[Dataset rows on where objects appear]
----------------------------------------
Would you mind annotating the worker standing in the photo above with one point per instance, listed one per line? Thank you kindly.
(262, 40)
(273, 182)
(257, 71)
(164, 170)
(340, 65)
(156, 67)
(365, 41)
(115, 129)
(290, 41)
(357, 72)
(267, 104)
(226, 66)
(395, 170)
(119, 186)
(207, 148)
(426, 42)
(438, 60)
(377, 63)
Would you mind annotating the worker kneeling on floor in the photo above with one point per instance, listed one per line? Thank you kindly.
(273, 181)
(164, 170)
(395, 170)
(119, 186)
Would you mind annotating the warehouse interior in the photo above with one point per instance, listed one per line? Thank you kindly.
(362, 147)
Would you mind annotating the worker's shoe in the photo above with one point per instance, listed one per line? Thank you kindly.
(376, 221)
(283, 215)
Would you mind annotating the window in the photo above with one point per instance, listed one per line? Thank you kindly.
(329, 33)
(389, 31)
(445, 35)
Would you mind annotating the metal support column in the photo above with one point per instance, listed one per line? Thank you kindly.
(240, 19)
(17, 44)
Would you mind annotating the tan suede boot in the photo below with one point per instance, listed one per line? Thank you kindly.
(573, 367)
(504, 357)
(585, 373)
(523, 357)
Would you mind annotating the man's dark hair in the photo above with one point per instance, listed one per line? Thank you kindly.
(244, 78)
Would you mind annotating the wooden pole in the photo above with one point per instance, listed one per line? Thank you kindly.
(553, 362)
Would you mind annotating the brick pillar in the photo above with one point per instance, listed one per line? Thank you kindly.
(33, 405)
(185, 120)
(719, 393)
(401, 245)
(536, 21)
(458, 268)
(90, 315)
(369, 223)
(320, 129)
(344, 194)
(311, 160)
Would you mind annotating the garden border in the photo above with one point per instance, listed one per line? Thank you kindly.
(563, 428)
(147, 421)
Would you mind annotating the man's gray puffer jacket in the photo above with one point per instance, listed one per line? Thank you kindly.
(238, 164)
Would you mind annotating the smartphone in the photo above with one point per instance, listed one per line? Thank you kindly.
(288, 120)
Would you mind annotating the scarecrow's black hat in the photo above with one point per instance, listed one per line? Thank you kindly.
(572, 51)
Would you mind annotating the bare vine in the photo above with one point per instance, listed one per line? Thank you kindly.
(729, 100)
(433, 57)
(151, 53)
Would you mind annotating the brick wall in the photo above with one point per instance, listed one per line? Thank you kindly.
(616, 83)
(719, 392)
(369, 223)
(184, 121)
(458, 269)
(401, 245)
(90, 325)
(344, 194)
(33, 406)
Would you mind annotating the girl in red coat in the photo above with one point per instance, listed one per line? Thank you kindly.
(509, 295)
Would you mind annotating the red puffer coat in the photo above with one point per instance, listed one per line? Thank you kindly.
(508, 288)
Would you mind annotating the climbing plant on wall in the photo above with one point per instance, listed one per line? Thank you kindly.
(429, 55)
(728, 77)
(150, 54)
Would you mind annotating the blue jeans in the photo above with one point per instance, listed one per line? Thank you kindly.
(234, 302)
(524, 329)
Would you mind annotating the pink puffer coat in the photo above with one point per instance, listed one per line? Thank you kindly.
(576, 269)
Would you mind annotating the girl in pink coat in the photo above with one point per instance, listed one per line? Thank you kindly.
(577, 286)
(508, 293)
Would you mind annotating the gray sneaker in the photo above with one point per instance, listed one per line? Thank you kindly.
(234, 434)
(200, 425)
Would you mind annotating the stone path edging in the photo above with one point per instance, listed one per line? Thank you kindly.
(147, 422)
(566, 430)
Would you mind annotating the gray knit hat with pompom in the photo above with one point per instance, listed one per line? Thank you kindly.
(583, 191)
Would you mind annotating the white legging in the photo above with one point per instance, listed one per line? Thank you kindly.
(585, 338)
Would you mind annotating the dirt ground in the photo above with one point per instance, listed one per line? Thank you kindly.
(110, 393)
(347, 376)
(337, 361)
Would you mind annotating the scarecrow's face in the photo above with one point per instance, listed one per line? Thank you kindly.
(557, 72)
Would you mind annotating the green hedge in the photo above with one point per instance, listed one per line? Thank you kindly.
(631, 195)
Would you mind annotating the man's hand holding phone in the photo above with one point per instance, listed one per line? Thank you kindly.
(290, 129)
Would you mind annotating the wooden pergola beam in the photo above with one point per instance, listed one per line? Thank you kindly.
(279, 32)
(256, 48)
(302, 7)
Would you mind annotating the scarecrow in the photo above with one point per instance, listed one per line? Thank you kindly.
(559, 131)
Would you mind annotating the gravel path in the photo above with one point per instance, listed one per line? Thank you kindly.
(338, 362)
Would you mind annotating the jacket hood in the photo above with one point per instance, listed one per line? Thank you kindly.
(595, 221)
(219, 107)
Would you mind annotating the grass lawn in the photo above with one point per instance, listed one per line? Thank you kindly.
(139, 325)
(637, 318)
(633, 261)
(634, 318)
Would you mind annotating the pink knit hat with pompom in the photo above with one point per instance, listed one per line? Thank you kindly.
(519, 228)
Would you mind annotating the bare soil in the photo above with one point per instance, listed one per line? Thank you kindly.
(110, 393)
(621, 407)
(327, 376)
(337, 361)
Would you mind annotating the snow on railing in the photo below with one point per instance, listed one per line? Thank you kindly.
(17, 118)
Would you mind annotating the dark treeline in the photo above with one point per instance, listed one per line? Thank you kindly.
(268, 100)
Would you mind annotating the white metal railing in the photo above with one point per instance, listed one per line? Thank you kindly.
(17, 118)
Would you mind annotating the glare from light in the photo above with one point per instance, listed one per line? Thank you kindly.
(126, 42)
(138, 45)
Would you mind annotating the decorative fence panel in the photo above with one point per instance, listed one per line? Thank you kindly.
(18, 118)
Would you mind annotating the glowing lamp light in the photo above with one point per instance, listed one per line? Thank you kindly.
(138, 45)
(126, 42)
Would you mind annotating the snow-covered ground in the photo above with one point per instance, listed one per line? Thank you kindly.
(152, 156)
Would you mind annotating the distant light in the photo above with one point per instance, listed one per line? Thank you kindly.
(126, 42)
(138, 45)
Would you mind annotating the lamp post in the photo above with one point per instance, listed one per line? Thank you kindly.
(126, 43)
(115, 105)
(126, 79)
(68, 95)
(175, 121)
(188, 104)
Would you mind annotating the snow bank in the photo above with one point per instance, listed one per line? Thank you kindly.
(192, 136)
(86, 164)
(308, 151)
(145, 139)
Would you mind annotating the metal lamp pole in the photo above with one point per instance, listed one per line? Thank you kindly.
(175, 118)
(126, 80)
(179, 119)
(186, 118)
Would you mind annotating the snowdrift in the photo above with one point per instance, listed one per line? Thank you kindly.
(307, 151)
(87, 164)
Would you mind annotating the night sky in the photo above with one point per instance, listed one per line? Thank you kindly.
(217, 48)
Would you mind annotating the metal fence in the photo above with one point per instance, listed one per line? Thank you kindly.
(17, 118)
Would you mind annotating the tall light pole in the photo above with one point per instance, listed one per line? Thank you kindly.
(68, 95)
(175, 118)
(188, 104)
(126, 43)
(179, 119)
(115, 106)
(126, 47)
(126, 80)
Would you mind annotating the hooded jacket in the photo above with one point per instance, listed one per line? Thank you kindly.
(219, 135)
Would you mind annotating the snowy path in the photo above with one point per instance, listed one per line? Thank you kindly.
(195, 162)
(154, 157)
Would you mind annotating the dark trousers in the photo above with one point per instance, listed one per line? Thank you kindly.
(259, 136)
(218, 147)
----------------------------------------
§ **Request**
Begin with the line that contains "Would you mind annotating the metal lamp" and quote each line after it exactly, stopping after the last line of the data.

§ **Solved exercise**
Would you mind annotating the metal lamp pole in the photo above with one point per instance, listed one per line? Thank you kindly.
(175, 118)
(126, 80)
(179, 119)
(186, 118)
Would you mind annotating the snowdrift in the photo above with one point per instance, listed one per line? Thank you kindly.
(307, 151)
(87, 164)
Would you mind annotating the night sky in the photo above with one point per instance, listed one per line? Thank you kindly.
(217, 48)
Would you mind annotating the metal fence in the photo above with one point per instance, listed one per line? Thank you kindly.
(17, 118)
Would you mind annotating the tall light pole in the photo above with one point per instance, listed one per line? Thank you kindly.
(68, 95)
(175, 118)
(188, 104)
(126, 43)
(179, 119)
(115, 106)
(126, 47)
(126, 80)
Would you mind annotating the hooded jacket in the photo above with one point per instance, listed one per line? Thank you kindly.
(219, 135)
Would you mind annotating the snowy path in the photo above with one point per instance, listed one per line? Thank you kindly.
(195, 162)
(154, 157)
Would you mind annotating the dark trousers in the photo above with one point per instance, listed one per line? Thank you kindly.
(259, 136)
(218, 147)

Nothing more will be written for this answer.